Texte fourni —

« L’Allemagne est de nouveau prête à représenter un partenaire fort »
Le chancelier allemand Friedrich Merz veut répondre aux attentes exprimées à l’égard du pays le plus puissant économiquement et le plus peuplé de l’UE.

Monsieur le Chancelier, quelles priorités souhaitez-vous fixer pour les années à venir ?
Je veux donner à la population en Allemagne un nouveau sentiment de sécurité et de confiance. Une Europe de la liberté et de la paix, une Allemagne où il fait bon vivre et travailler, et pour toutes les générations : c’est le principe directeur de mon travail politique. La force de l’Allemagne repose sur notre puissance économique. Il est donc primordial de renforcer la compétitivité de l’économie allemande et de rétablir, enfin, la croissance. Pour ce faire, nous allégeons les charges de nos entreprises, nous investissons dans les infrastructures et nous faisons en sorte que les performances et les efforts soient à nouveau récompensés. Le deuxième grand défi consiste à garantir les capacités de défense de l’Allemagne – grâce à une Bundeswehr forte et une étroite coordination avec nos partenaires en Europe et à travers le monde. Nous vivons dans une époque de réorganisation fondamentale du monde. L’une des grandes missions du gouvernement allemand est de contribuer à façonner ce monde dans notre intérêt. Et pour finir, en matière de politique migratoire, nous veillons à un changement de cap fondamental : la force de l’Allemagne réside dans notre société ouverte ; mais cette dernière présuppose des frontières à protéger. Et des règles à faire respecter.
Vous avez créé, au sein de la Chancellerie allemande et en accord avec votre partenaire de coalition, un Conseil de sécurité national. Quel est son rôle ?

Travail à effectuer —
[1] Reproduisez fidèlement, dans l'entretien avec le chancelier Merz, tout ce qui va de « Le chancelier allemand » jusqu'à « années à venir ? ».
[2] Rédigez la suite de l'entretien avec le chancelier Merz, en reprenant immédiatement après sa dernière phrase.

Informations enregistrées —
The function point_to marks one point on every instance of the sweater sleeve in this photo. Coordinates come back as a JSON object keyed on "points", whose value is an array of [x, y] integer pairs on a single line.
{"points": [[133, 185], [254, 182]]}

Résultats —
[1]
Le chancelier allemand Friedrich Merz veut répondre aux attentes exprimées à l’égard du pays le plus puissant économiquement et le plus peuplé de l’UE.

Monsieur le Chancelier, quelles priorités souhaitez-vous fixer pour les années à venir ?

[2]
Aujourd’hui, notre sécurité est mise à l’épreuve de manière multidimensionnelle, à savoir – à l’intérieur comme à l’extérieur –, par des dépendances économiques, des attaques hybrides et la menace pesant sur nos infrastructures critiques. Le Conseil de sécurité national constitue un élément important de la nouvelle politique de sécurité, car c’est là que les questions interdisciplinaires de sécurité pourront être débattues et décidées en commun. À cet effet, nous rassemblons l’expertise des ministères allemands et des autorités de sécurité, pour, par exemple, créer une image commune de la situation. Nous prenons également en compte tout le savoir des expertes et experts des think tanks et des universités. Notre objectif est d’être mieux préparés face aux crises et, dans les situations critiques, d’agir de manière plus rapide et plus informée qu’auparavant. Ainsi, le Conseil de sécurité national contribue également à une culture de décision stratégique dont nous avons cruellement besoin en Allemagne – sur le plan politique, économique et social.
Nous voulons et nous pouvons être une puissance moyenne de premier plan.
Dans votre première déclaration gouvernementale, vous avez mis l’accent sur la politique étrangère. Pourquoi était-ce important à vos yeux ?
La guerre d’agression russe contre l’Ukraine dure depuis bientôt trois ans et demi. Dans le monde entier, des États autoritaires cherchent à affaiblir l’influence des démocraties libérales. Parallèlement, certaines habitudes dans les relations transatlantiques sont remises en question. Ce que je veux dire par là : dans les prochaines années, il en va de l’avenir du monde libre. Et la forme que prendra cet avenir dépendra aussi des décisions que nous prendrons en Allemagne. Nous sommes le pays le plus puissant économiquement et le plus peuplé de l’Union européenne. Cela implique des attentes de la part des autres États membres. Nous voulons être à la hauteur de cette responsabilité. C’est pourquoi il m’importait, dès mon entrée au gouvernement, de donner le signal suivant : l’Allemagne est de nouveau prête à représenter un partenaire fort. En collaboration avec nos alliés européens, nous ferons tout ce qui est en notre pouvoir pour garantir la paix en Europe. Nous sommes prêts à endosser un rôle de leader. Cela fait trop longtemps que nous sommes une puissance moyenne endormie. Nous voulons et nous pouvons être une puissance moyenne de premier plan.
La force dissuade les agresseurs, la faiblesse invite les agresseurs.
Vos premiers voyages vous ont conduit à Paris et à Varsovie. Quelle importance devrait avoir la coopération européenne dans les années à venir ?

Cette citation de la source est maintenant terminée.